## [INSTRUCTIONS TO FOLLOW]
Identify every line in the entries below that contains the word "dark", and copy each of those lines. Case counts.
------------------------------------
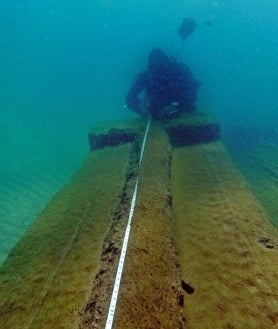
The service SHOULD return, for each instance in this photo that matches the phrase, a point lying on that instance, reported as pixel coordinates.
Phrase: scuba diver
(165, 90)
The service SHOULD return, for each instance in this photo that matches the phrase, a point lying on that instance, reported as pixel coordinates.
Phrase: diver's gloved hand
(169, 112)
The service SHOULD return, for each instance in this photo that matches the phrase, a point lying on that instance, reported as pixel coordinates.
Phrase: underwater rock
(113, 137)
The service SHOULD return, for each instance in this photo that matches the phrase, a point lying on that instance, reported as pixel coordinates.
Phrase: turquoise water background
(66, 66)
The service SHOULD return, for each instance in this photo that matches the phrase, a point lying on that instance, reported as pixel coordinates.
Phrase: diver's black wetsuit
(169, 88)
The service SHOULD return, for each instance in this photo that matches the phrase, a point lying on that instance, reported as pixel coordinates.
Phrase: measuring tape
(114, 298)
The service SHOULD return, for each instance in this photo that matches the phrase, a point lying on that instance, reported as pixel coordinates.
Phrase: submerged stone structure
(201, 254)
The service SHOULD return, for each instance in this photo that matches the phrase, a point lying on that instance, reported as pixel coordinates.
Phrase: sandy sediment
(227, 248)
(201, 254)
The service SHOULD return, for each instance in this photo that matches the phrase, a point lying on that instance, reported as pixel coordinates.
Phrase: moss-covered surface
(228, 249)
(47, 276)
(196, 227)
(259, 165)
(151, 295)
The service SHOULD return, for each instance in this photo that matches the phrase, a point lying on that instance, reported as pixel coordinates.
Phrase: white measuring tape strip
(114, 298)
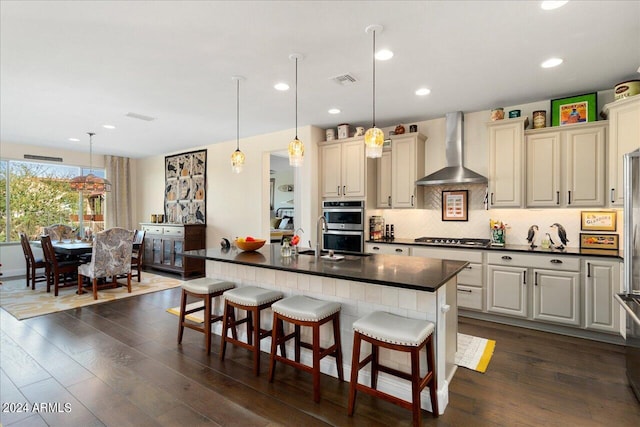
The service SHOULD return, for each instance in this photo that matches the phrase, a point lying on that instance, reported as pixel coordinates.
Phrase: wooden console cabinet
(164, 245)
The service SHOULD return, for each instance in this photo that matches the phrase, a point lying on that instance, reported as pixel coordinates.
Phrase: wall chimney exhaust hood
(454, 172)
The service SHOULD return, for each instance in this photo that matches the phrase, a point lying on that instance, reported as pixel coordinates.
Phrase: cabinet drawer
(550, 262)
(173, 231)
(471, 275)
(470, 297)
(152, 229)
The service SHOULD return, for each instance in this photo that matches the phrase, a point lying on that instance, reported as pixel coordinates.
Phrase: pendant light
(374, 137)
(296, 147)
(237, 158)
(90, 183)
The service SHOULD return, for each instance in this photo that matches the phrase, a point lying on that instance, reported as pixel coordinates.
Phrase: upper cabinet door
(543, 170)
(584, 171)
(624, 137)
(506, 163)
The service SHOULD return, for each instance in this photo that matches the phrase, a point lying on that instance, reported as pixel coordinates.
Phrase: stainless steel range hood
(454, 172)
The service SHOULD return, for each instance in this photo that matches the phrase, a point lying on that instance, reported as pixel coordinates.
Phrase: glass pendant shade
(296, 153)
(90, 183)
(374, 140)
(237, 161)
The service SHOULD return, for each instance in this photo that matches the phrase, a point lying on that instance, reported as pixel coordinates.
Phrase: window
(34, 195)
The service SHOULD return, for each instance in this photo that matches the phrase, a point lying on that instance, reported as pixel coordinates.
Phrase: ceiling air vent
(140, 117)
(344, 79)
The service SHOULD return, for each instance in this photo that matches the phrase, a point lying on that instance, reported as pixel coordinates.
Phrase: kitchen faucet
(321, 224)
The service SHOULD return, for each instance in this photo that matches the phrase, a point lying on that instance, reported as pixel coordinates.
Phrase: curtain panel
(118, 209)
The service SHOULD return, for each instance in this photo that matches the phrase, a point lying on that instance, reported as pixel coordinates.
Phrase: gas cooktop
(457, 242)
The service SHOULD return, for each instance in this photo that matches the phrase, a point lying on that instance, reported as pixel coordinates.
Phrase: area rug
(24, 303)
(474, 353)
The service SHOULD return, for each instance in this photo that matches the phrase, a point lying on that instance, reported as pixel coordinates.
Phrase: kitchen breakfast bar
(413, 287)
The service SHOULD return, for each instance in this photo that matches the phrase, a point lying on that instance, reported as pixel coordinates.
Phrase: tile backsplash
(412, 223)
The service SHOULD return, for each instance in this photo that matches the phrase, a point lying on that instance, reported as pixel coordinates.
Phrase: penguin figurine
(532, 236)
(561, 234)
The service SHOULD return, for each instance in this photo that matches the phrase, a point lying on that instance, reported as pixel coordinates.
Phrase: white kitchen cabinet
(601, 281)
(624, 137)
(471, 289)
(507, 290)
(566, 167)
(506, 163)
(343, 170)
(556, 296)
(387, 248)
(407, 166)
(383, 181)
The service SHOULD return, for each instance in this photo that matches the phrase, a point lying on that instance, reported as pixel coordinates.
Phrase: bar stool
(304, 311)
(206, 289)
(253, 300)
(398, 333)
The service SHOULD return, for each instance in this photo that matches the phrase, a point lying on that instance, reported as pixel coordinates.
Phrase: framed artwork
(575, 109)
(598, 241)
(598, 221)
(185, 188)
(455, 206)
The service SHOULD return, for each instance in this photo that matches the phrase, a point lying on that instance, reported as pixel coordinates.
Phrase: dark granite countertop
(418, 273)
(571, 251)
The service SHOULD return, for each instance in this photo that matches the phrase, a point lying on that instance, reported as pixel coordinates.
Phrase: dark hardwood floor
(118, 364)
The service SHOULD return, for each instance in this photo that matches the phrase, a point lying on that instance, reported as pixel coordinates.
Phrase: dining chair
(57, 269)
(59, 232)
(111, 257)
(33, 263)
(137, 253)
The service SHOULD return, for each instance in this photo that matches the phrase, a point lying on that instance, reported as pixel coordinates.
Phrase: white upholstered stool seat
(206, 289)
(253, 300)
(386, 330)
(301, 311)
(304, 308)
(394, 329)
------------------------------------
## [FULL OUTPUT]
Phrase: dark granite countertop
Phrase: dark hardwood floor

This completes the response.